Could you render the records below as a two-column CSV with the headers "record_text" and "answer", one row per record? Put each record's text and its answer in a single quoted field, replace line breaks with spaces, and leave out the pictures.

Extracted records
----------------------------------------

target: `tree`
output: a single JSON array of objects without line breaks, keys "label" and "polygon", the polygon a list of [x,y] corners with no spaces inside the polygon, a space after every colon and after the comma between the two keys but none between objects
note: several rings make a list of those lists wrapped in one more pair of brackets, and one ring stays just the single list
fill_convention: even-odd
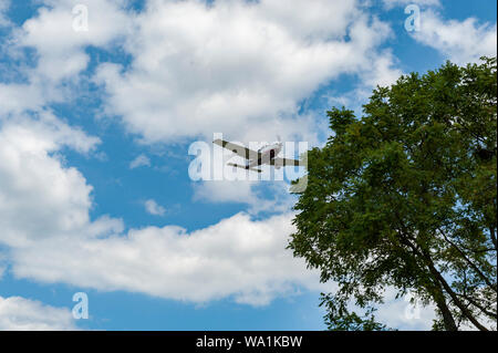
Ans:
[{"label": "tree", "polygon": [[373,311],[388,287],[435,304],[435,330],[496,330],[497,72],[481,60],[377,87],[361,118],[328,112],[289,248],[338,283],[329,329],[386,329]]}]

----------------------------------------

* **Full output**:
record_text,answer
"target: `tree` output: a single JSON array of objects without line breaks, keys ""label"" and ""polygon"", the polygon a list of [x,y] corners with no spaces inside the polygon, a space after every colon and after the comma between the two keys but none between objects note: several rings make a list of those lists wrapped in one more pair of brackets, and one ring stays just the single list fill_convention: even-odd Ans:","[{""label"": ""tree"", ""polygon"": [[373,311],[388,287],[435,304],[435,330],[496,330],[497,72],[481,60],[377,87],[361,118],[328,112],[289,248],[338,283],[329,329],[386,329]]}]"